文書抜粋:

☆ ☆ ☆ ☆ ☆ ☆ ☆

シンガポールにとって、外資の参入も発展の上で欠かせないものである。そのために、使い勝手のいいインフラとレベルの高い労働者、そして治安や政治の安定した社会、税制優遇策などを盛り込み、周辺諸国との違いを鮮明にさせた。この為に、インフラに投資を行い、教育を充実させ、そして治安維持のために社会秩序を保つ、外部から見たらやや強権的な政策を実施したのは、全編を通じて強調されていることである。動機は英軍撤退によって英軍施設に雇用されていた労働者の失業による、失業率の上昇、および社会不安の増長を防ぐためであったのだろうが、その後も努力を止めていない。恐らく、外資が撤退したらシンガポールの失業率はすぐにでも危険値に達するだろう。一昨日だったかに、住友化学と三井化学がシンガポールに新プラントを建設する記事が載っていたが、最早賃金が低くないであろうシンガポールに新規プラントを建設すると言うのは、よほど環境が良いに違いない。外資優遇はシンガポールの生命線なのかもしれない。

外交バランスも素晴らしかった。私は本書を読んで、「リーは喋りすぎじゃないか」と思えたほど、この小国の指導者はかなりきわどい発言をする。だが、彼は何も怖いもの知らずで話しているわけではなく、アメリカなどの大国が太平洋に存在することから、安心して大きなことを言っていると認めている。彼は環境を味方につけるのが非常に得意なようだ。また、言うときにはっきりと態度を表明しないと、後々「シンガポールは脅したら楽勝だ」と思われてしまう懸念をいつも気にしているのが印象的であった。

☆ ☆ ☆ ☆ ☆ ☆ ☆

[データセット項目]
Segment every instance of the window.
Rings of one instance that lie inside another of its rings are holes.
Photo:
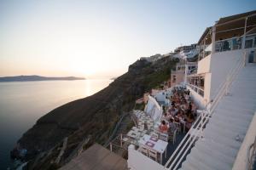
[[[172,76],[172,82],[176,82],[176,76],[175,75]]]
[[[253,39],[246,40],[245,48],[253,48]]]

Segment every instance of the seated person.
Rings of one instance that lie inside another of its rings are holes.
[[[160,124],[160,126],[159,127],[159,130],[161,133],[167,133],[168,130],[168,126],[166,125],[165,121],[162,121],[162,123]]]
[[[169,123],[169,133],[173,133],[174,130],[177,128],[176,124],[174,123],[173,119],[170,120],[170,123]]]
[[[195,116],[192,113],[189,114],[186,118],[186,128],[189,129],[192,127],[192,123],[195,121]]]
[[[164,118],[165,120],[166,120],[167,122],[169,122],[170,119],[171,119],[172,117],[172,115],[169,115],[169,114],[167,114],[167,113],[165,113],[165,115],[164,115],[164,116],[163,116],[163,118]]]

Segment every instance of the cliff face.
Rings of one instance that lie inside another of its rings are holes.
[[[28,151],[26,159],[35,158],[36,155],[60,144],[65,137],[68,137],[68,141],[62,162],[89,135],[92,143],[103,144],[123,112],[131,110],[135,99],[144,92],[167,80],[176,62],[172,58],[154,63],[137,60],[129,66],[128,72],[102,91],[63,105],[42,116],[18,141]]]

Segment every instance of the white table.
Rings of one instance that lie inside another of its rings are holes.
[[[137,131],[133,131],[133,130],[131,130],[129,131],[129,133],[127,133],[127,136],[131,138],[131,139],[137,139],[139,137],[140,133]]]
[[[150,139],[151,136],[148,134],[144,134],[143,138],[138,141],[139,144],[145,145],[148,148],[150,148],[146,144],[147,142],[151,142],[154,145],[152,147],[153,150],[160,154],[160,163],[163,163],[163,153],[166,152],[165,157],[166,157],[166,149],[168,142],[158,139],[156,142]]]

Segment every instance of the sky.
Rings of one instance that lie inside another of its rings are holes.
[[[255,0],[0,0],[0,76],[110,78]]]

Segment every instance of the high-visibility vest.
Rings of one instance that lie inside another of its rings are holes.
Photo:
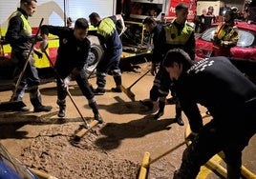
[[[101,20],[99,26],[97,27],[96,32],[104,38],[108,38],[112,35],[115,30],[116,25],[113,20],[111,18],[104,18]]]
[[[19,10],[14,11],[10,17],[9,19],[11,19],[12,17],[18,15],[18,13],[20,13],[20,17],[22,19],[23,22],[23,29],[20,32],[20,35],[22,36],[31,36],[32,35],[32,27],[28,21],[28,19],[24,16],[24,14],[22,14]]]

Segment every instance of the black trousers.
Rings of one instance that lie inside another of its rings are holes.
[[[61,74],[60,74],[61,75]],[[61,75],[62,76],[62,75]],[[64,79],[66,76],[61,77]],[[81,90],[83,95],[88,99],[91,100],[95,97],[94,92],[90,87],[88,79],[85,75],[85,71],[82,69],[79,73],[75,77],[79,89]],[[67,96],[67,90],[63,88],[63,84],[61,83],[60,79],[57,78],[57,97],[59,100],[65,100]]]
[[[215,154],[224,151],[227,178],[239,179],[242,151],[256,132],[256,105],[253,106],[245,110],[237,109],[242,112],[233,110],[232,113],[218,115],[203,126],[192,144],[184,150],[181,169],[174,178],[196,178],[201,166]]]
[[[24,69],[26,60],[28,59],[29,50],[23,51],[11,51],[11,60],[16,64],[16,74],[19,77],[21,71]],[[15,79],[16,83],[17,79]],[[21,82],[18,86],[16,93],[13,94],[14,100],[22,100],[25,92],[25,89],[28,88],[30,92],[30,98],[32,106],[37,108],[42,105],[41,94],[38,90],[39,77],[36,67],[34,66],[33,52],[29,57],[29,62],[26,67],[24,75],[22,76]]]

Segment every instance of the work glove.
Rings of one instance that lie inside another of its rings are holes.
[[[42,52],[45,52],[46,49],[48,48],[48,40],[43,40],[43,42],[40,44],[40,50]]]
[[[39,35],[33,35],[29,37],[29,42],[32,43],[32,44],[36,44],[36,42],[42,41],[43,38]]]
[[[151,69],[150,69],[150,73],[155,76],[157,74],[157,66],[156,63],[151,63]]]
[[[41,53],[41,52],[38,51],[37,50],[34,50],[33,51],[34,51],[34,53],[37,55],[37,57],[38,57],[39,59],[41,59],[41,58],[43,57],[43,53]]]
[[[67,76],[66,78],[64,78],[63,80],[63,88],[65,89],[69,89],[69,84],[71,82],[71,77],[70,76]]]

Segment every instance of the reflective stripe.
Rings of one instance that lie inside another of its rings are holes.
[[[12,17],[16,16],[18,13],[21,13],[20,11],[16,10],[14,11],[9,19],[11,19]],[[32,27],[28,21],[28,19],[26,19],[26,17],[21,13],[21,19],[23,22],[23,30],[21,31],[22,36],[31,36],[32,35]]]
[[[115,30],[116,25],[111,18],[104,18],[101,20],[97,33],[102,35],[104,38],[109,37]]]
[[[191,33],[193,32],[193,28],[185,24],[184,28],[181,31],[181,34],[178,34],[178,29],[176,26],[171,24],[170,26],[164,27],[166,44],[170,45],[184,45]]]

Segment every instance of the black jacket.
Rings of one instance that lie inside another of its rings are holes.
[[[52,33],[59,37],[59,48],[54,67],[61,76],[66,77],[75,68],[83,69],[87,63],[91,48],[90,41],[87,38],[83,41],[75,39],[74,30],[67,27],[44,25],[41,27],[41,33]]]
[[[194,132],[203,126],[197,104],[207,108],[216,123],[232,125],[238,122],[235,121],[237,114],[243,116],[245,103],[256,98],[256,86],[225,57],[197,62],[180,76],[176,88],[181,109]]]

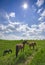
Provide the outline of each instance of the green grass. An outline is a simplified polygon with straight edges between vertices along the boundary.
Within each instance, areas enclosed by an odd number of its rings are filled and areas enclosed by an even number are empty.
[[[33,41],[33,40],[29,40]],[[45,40],[35,40],[37,43],[37,48],[31,50],[29,46],[25,45],[24,52],[19,51],[18,57],[16,58],[16,44],[21,43],[22,40],[0,40],[0,65],[24,65],[28,60],[28,57],[31,57],[33,53],[36,52],[34,58],[27,65],[45,65]],[[6,54],[3,56],[3,51],[5,49],[12,49],[12,54]]]

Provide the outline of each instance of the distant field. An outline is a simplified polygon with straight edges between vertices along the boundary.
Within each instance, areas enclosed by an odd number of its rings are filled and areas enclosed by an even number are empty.
[[[31,41],[33,40],[28,40]],[[35,40],[35,42],[37,47],[34,50],[26,44],[24,52],[19,51],[16,58],[15,46],[22,43],[22,40],[0,40],[0,65],[45,65],[45,40]],[[6,49],[12,49],[12,53],[3,56],[3,51]]]

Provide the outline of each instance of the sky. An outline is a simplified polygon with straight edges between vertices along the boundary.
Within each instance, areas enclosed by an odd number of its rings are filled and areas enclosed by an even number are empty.
[[[45,39],[45,0],[0,0],[0,39]]]

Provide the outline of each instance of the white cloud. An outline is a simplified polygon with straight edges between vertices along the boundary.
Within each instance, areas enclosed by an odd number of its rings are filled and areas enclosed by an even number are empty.
[[[39,10],[37,11],[37,13],[41,13],[42,9],[43,9],[43,8],[39,9]]]
[[[43,10],[42,13],[40,13],[40,18],[38,18],[39,21],[44,21],[45,19],[45,10]]]
[[[43,3],[44,3],[44,0],[37,0],[36,5],[40,7],[41,5],[43,5]]]
[[[15,12],[11,12],[11,13],[9,14],[9,16],[10,16],[10,17],[15,17]]]
[[[41,16],[43,17],[45,16],[45,10],[41,13]]]

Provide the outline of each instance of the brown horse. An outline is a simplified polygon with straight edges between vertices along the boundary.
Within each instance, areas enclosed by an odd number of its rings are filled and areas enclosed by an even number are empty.
[[[11,50],[11,49],[6,49],[6,50],[4,50],[3,56],[6,55],[7,53],[8,53],[8,54],[9,54],[9,53],[12,53],[12,50]]]
[[[23,49],[23,51],[24,51],[25,43],[27,43],[27,41],[23,41],[22,44],[17,44],[16,45],[16,57],[18,56],[19,50]]]
[[[36,42],[31,42],[31,43],[28,43],[28,45],[29,45],[29,47],[31,48],[31,47],[33,47],[33,49],[35,48],[35,46],[36,46]]]

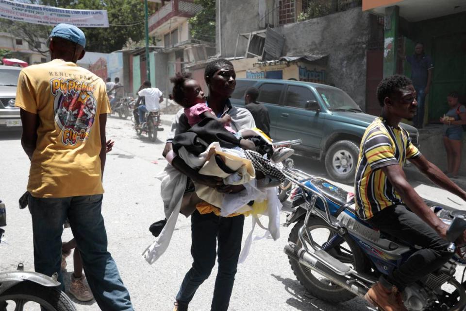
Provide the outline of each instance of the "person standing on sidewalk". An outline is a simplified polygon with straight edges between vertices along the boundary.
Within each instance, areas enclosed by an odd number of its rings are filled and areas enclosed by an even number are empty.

☆ ☆ ☆ ☆ ☆ ☆ ☆

作業指示:
1. 文書抜粋の「シンガポールにとって、外資の」から「ルの生命線なのかもしれない。」までの範囲を、一字も変えずに書き写してください。
2. 次の(a)～(c)が文書抜粋の内容と合致するかを「はい」または「いいえ」で判定し、根拠となる原文の箇所をそのまま引用してください。
(a) 住友化学と三井化学がシンガポールに新プラントを建設するという記事に言及している。
(b) リーは大国の存在とは関係なく、怖いもの知らずで発言しているとされている。
(c) シンガポールは教育の充実に取り組んだとされている。
データは文書抜粋とは別個の資料です。

解答一覧:
1.
シンガポールにとって、外資の参入も発展の上で欠かせないものである。そのために、使い勝手のいいインフラとレベルの高い労働者、そして治安や政治の安定した社会、税制優遇策などを盛り込み、周辺諸国との違いを鮮明にさせた。この為に、インフラに投資を行い、教育を充実させ、そして治安維持のために社会秩序を保つ、外部から見たらやや強権的な政策を実施したのは、全編を通じて強調されていることである。動機は英軍撤退によって英軍施設に雇用されていた労働者の失業による、失業率の上昇、および社会不安の増長を防ぐためであったのだろうが、その後も努力を止めていない。恐らく、外資が撤退したらシンガポールの失業率はすぐにでも危険値に達するだろう。一昨日だったかに、住友化学と三井化学がシンガポールに新プラントを建設する記事が載っていたが、最早賃金が低くないであろうシンガポールに新規プラントを建設すると言うのは、よほど環境が良いに違いない。外資優遇はシンガポールの生命線なのかもしれない。

2.
(a) はい。「住友化学と三井化学がシンガポールに新プラントを建設する記事が載っていた」
(b) いいえ。「彼は何も怖いもの知らずで話しているわけではなく、アメリカなどの大国が太平洋に存在することから、安心して大きなことを言っていると認めている」
(c) はい。「インフラに投資を行い、教育を充実させ」